→ **Your tasks**:
1 > Using the RunningStatisticTimeSeries page below, say whether each statement agrees with it, answering yes or no and quoting the words that decide it.
(a) With the centered sample method, specifying 1 interval uses three values at each point.
(b) N-year running statistic values for Feb 29 in daily data are currently computed from fewer than N values.
(c) The resulting time series gets a new identifier unrelated to the original one.
2 > Answer these questions from the RunningStatisticTimeSeries page below.
(a) What example of a "normal" period does the page name?
(b) Which SampleMethod value uses data from the full analysis period?
(c) With SampleMethod=NYear, what condition must be met for a resulting value to be produced?

→ **Text**:
──────────────────────────────

TSTool / Command / RunningStatisticTimeSeries

Overview
Command Editor
Command Syntax
Examples
Troubleshooting
See Also

Overview

The RunningStatisticTimeSeries command uses a sample of values from a time series to compute a running statistic, resulting in new time series. The main purposes of the command are:

Compute a running statistic around a moving point, in order to smooth the time series, for example to focus on underlying short-term forcings rather than variability or noise
Compute a statistic by using values from the historical period, for example to illustrate how a daily value compares to historical values for the same day of year
Compute a statistic by comparing a value to a statistic computed for a “normal” period, such as a standard 30-year climate period

The sample is computed relative to a date/time in the time series and consequently the resulting statistic may vary at each date/time in the time series. The resulting time series will have a time series identifier (TSID) that is the same as the original, with -Running- and the statistic appended to the data type (an alias can be assigned to customize the identifier that is used for processing). There are several approaches to determining the sample for the running statistic (as specified by the SampleMethod command parameter):

The centered running statistic (SampleMethod=Centered) requires that the number intervals on each site of a point be specified (e.g., specifying 1 will use 3 values at each point).
The previous/future running statistics (SampleMethod=Future, FutureInclusive, Previous, PreviousInclusive) require that the number of intervals prior to or after the current point be specified.
The N-year running statistic (SampleMethod=NYear) is computed by processing the current year and N - 1 values from previous years, for a specific date. A resulting value is produced only if N non-missing values are available. Currently N-year running statistic values for Feb 29 for daily or finer data will always be missing because a sufficient number of values will not be found – an option may be added in the future to allow Feb 29 values to be computed based on fewer than N values.
A special case of the N-year running statistic (SampleMethod=NAllYear) is to use all previous years’ and the current value.
Use SampleMethod=AllYears to use data from the full analysis period. In this case some statistics may have the same value for the full period. This sample method is used with NormalStart and NormalEnd and PercentOf* statistics to indicate how values compare to a normal period.

──────────────────────────────

→ **Entries shown**:
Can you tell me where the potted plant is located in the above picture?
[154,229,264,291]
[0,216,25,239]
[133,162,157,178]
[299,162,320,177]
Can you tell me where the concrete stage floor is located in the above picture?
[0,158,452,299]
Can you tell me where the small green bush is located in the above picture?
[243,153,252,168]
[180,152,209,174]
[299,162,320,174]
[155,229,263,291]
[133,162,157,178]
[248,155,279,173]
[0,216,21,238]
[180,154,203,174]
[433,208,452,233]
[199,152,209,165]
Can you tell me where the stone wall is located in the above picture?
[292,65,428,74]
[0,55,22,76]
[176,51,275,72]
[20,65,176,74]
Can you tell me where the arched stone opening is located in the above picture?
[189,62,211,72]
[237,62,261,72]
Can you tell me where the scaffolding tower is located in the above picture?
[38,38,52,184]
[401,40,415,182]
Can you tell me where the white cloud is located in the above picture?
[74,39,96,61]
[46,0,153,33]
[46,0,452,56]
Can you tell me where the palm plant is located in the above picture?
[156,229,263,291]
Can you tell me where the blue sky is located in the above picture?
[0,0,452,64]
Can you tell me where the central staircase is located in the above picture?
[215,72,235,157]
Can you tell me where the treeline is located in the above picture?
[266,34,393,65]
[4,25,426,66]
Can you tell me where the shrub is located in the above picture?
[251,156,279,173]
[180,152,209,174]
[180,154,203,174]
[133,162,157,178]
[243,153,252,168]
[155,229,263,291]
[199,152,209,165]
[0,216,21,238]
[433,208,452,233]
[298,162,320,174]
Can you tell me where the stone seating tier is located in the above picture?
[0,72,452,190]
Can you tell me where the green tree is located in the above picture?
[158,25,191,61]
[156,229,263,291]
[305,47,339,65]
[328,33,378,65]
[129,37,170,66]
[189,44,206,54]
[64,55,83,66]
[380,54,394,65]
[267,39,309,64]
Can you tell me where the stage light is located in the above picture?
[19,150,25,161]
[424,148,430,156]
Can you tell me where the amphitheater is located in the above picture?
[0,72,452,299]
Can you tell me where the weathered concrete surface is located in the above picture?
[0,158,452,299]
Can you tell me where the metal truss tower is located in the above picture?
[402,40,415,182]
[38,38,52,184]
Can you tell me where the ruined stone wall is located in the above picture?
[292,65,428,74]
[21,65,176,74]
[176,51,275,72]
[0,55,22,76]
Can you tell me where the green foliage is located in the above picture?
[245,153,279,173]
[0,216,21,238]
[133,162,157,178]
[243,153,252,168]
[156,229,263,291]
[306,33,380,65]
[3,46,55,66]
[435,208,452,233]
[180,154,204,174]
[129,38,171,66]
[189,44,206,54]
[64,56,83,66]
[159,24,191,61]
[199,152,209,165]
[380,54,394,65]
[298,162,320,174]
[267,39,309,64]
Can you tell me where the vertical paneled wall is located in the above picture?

──────────────────────────────

→ **Answers to the exercise**:
1 >
(a) Yes: "specifying 1 will use 3 values at each point"
(b) No: "Currently N-year running statistic values for Feb 29 for daily or finer data will always be missing"
(c) No: "a time series identifier (TSID) that is the same as the original, with -Running- and the statistic appended to the data type"

2 >
(a) A standard 30-year climate period.
(b) SampleMethod=AllYears.
(c) N non-missing values must be available.